[Data entries]
──────────────────────────────

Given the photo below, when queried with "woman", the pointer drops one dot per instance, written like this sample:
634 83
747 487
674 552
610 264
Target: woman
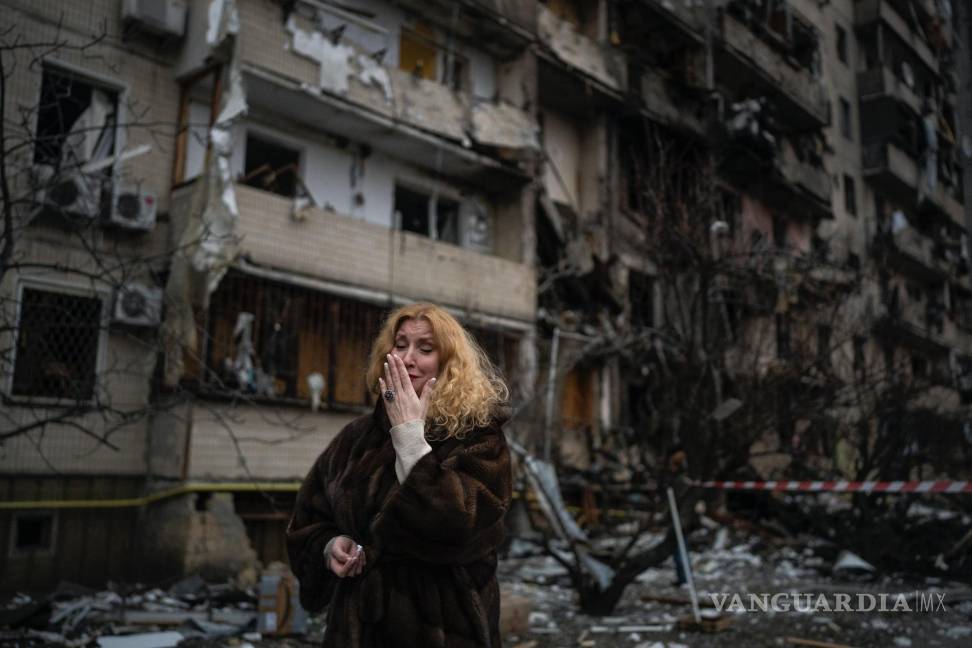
397 524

──────────────────────────────

▶ **Task prompt**: Rewrite every one of the records above, changing "pointer" to "marker" and keeping everything else the same. Omit the pictures from your answer.

▶ **Solution to the exercise**:
Given the photo below, when queried with "woman", the marker drops one dot per instance, written like this sample:
634 83
747 487
674 552
610 264
Target: woman
397 524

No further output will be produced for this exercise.